(Stored items)
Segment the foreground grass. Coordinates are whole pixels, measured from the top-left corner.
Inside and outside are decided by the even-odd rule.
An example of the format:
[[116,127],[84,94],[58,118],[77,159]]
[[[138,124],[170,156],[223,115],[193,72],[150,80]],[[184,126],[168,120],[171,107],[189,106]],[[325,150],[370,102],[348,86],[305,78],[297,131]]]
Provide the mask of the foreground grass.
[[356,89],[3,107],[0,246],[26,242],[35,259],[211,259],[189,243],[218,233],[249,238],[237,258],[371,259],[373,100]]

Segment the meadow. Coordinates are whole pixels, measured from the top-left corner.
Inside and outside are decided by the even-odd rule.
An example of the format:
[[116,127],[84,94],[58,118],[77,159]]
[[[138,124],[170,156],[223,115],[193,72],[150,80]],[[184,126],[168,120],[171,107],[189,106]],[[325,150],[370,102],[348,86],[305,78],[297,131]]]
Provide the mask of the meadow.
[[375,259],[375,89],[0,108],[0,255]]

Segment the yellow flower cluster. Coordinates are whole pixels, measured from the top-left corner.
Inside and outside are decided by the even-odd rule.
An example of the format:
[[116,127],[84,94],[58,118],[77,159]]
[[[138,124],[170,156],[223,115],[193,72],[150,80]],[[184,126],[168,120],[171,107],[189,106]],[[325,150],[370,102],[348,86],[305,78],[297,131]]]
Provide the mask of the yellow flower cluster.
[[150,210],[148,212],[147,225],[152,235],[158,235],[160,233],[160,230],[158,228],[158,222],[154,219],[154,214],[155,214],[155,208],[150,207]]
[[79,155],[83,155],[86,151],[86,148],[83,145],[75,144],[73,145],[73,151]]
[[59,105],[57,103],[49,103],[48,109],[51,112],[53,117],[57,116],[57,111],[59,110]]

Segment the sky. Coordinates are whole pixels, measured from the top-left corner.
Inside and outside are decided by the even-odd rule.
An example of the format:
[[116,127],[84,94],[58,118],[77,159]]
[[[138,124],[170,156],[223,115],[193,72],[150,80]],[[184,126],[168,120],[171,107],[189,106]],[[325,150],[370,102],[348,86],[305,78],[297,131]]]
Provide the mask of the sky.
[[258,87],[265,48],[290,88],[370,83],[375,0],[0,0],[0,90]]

▶ [Task to carry out] Word for word, repeat the line holding "Provide the mask of the meadow." and all lines after it through the end of the entries above.

▶ [Exercise response]
Provide the mask of the meadow.
[[375,259],[375,89],[0,108],[0,255]]

Segment the yellow flower cluster. Coordinates are whole pixels, measured from the top-left corner.
Inside and outside are decided by the even-odd rule.
An example of the format:
[[116,127],[84,94],[58,118],[77,159]]
[[[138,124],[170,156],[223,115],[193,72],[150,80]],[[184,126],[168,120],[171,107],[189,106]],[[325,150],[370,102],[348,86],[305,78],[297,131]]]
Provide the mask of the yellow flower cluster.
[[150,210],[148,212],[147,225],[152,235],[158,235],[160,233],[160,230],[158,228],[158,222],[154,219],[154,214],[155,214],[155,208],[150,207]]
[[79,155],[83,155],[86,151],[86,148],[83,145],[75,144],[73,145],[73,151]]
[[59,105],[57,103],[49,103],[48,109],[51,112],[53,117],[57,116],[57,111],[59,110]]

Segment the sky. Coordinates are whole pixels, measured from the top-left corner.
Inside and outside are decided by the even-odd rule.
An example of the format:
[[116,127],[84,94],[58,118],[77,159]]
[[[138,124],[170,156],[223,115],[193,72],[150,80]],[[184,126],[168,120],[171,107],[189,106]],[[325,150],[370,102],[348,86],[305,78],[297,131]]]
Provide the mask of the sky.
[[258,87],[265,48],[290,88],[370,83],[375,0],[0,0],[0,90]]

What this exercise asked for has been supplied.